> **THE TASK**
Reproduce all of the data below word for word, omitting the picture.

> **DATA FOR THIS TASK**
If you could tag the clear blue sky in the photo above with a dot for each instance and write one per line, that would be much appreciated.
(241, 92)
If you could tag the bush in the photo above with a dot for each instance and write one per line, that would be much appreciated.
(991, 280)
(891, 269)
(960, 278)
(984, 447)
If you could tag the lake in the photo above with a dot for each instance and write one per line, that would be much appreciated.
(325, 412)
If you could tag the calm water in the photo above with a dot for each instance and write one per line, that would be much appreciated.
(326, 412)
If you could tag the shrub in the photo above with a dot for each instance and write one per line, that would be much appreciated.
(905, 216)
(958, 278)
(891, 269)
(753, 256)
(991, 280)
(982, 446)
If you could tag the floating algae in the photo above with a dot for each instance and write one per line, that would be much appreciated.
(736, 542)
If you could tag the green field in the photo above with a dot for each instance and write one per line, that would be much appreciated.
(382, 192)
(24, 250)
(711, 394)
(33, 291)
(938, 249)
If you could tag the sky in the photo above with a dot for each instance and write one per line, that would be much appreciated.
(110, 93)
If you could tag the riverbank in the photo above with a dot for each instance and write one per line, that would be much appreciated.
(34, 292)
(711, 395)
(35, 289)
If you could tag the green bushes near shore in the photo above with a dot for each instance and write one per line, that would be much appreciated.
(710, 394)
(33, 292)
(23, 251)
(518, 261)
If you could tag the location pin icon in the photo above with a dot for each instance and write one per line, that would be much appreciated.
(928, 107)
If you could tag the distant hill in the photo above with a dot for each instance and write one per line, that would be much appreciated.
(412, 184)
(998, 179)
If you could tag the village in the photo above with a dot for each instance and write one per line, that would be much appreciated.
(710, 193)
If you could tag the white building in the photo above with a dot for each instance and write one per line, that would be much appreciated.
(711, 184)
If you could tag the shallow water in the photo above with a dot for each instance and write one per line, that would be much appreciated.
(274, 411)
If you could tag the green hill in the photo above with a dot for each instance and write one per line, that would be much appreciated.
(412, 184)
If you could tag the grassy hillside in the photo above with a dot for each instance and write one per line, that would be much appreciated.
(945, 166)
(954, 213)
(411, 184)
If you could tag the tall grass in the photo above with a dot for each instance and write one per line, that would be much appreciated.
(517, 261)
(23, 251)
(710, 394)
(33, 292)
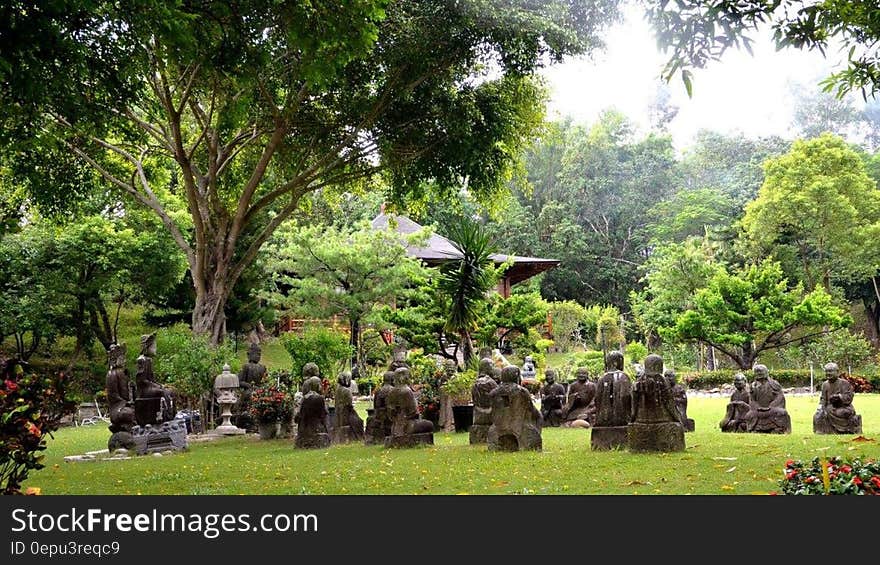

> **RESPONSE**
If you could tag the clear blue sky in the photo above with a dot for each instance and write one per line, that would be much appreciated.
(241, 92)
If you could tag the bush in the photo above with a dot for each instance and write one per line, that would be much appreciated.
(991, 280)
(891, 269)
(960, 278)
(984, 447)
If you could tag the lake in the photo above with a dot for each instance and write one per line, that would be much appreciated.
(325, 412)
If you could tag the calm water in the photo above with a dot for each instance and write one per line, that would be much appreciated.
(326, 412)
If you could tag the shrub in the photo above with a dot for each instance and write one per line, that would be much appreciated.
(905, 216)
(958, 278)
(891, 269)
(753, 256)
(991, 280)
(982, 446)
If you could tag the floating algae in the photo above with a dot for each instance and write one per line, that would be much appreciated.
(736, 542)
If you could tag the green field in the photo above with a dot for each instance and write one per line, that would be much appreciated.
(382, 192)
(24, 250)
(711, 394)
(33, 291)
(938, 249)
If you could tag the sky in the photo above with a dot for each instance and write one per line, that would be much appreciated.
(110, 93)
If you could tag the riverbank in the photo above with a dot for each instance and write one per line, that would be much appreciated.
(34, 292)
(711, 395)
(35, 289)
If you could tag the green bushes near shore in the photo above with a dot for each instance and write one per line, that would be much appreciated.
(710, 394)
(33, 292)
(23, 251)
(518, 261)
If you could tag the location pin icon in the photo above with a dot for each instance and write one per line, that would be much appreciated.
(928, 107)
If you could tag the distant hill in the photo above with a dot for each instance and write one per line, that would be much appreciated.
(412, 184)
(998, 179)
If you could tag the village in the photo above with a dot for each instance and write one per line, that would be much appreciated.
(710, 193)
If you could tag the white building in the photo above with a dot for each instance and write one per line, that would be much appreciated.
(711, 184)
If you could tag the shallow water in the photo above with a dot for each instance and write one per line, that would be much appreciated.
(274, 411)
If you could tag the green hill in the photo above with a dot for each instance and write one per line, that would be much appreciated.
(412, 184)
If you could tag the grassy hillside in the photo above with a dot for each instance and write one per line, that would be much appreciated.
(945, 166)
(954, 213)
(411, 184)
If you could tag the tall grass in the photo above with a dot for each instance and write one per line, that would be much appreciated.
(517, 261)
(23, 251)
(710, 394)
(33, 292)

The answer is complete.